● Written instruction
Lines before the one containing "out the green" are excluded; print that line and every line after it through the end of the material below, exactly.

Dataset records
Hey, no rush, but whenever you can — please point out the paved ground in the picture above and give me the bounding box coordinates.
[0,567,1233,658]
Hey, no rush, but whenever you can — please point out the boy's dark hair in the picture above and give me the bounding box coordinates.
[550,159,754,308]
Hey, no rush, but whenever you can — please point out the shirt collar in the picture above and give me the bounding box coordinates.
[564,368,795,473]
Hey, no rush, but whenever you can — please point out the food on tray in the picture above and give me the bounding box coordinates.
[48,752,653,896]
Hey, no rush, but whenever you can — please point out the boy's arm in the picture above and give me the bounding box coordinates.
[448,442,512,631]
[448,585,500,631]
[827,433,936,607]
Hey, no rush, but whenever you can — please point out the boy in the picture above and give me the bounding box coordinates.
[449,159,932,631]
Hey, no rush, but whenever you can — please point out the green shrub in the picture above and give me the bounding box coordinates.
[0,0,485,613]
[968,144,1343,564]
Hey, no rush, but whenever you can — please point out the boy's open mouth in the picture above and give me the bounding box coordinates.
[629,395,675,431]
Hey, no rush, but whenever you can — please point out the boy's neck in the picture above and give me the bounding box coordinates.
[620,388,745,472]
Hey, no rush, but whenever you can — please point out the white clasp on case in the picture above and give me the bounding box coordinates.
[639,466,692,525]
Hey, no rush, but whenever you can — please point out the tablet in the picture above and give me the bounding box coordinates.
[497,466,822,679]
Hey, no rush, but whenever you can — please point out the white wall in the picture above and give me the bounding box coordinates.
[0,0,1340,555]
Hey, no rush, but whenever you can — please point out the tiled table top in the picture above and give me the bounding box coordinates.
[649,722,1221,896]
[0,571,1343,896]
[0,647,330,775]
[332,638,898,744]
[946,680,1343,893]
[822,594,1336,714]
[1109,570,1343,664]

● Final result
Hey, no rush, but whenever you can — please point out the green shrub in the picture above and give me the bounding box coordinates.
[0,0,485,613]
[968,144,1343,564]
Hey, no rush, but whenever you can — please point out the boy's open mouth in the picture above and give me the bounding box coordinates.
[629,395,675,431]
Hey, no rush, but whenever you can — please point out the boy's neck in the picture above and give me the bounding box coordinates.
[620,388,745,472]
Hey, no rush, but whenever you can — please point out the white clasp on case in the picture above and give me the bounding box coordinates.
[639,466,692,525]
Hey, no rush, but whenever you can — please point out the tablet in the picture above and give me the bounding box coordinates.
[497,466,822,679]
Hey, no rush, but whenever you can — please point out the white wall in the picture above and give me the bounding box coordinates.
[0,0,1340,555]
Hey, no rush, but whenever you can — please point out the tiled table top in the picture above and give me the bounding box coordinates.
[649,722,1221,896]
[0,571,1343,896]
[0,647,330,775]
[332,638,898,744]
[946,680,1343,893]
[822,594,1336,714]
[1109,570,1343,664]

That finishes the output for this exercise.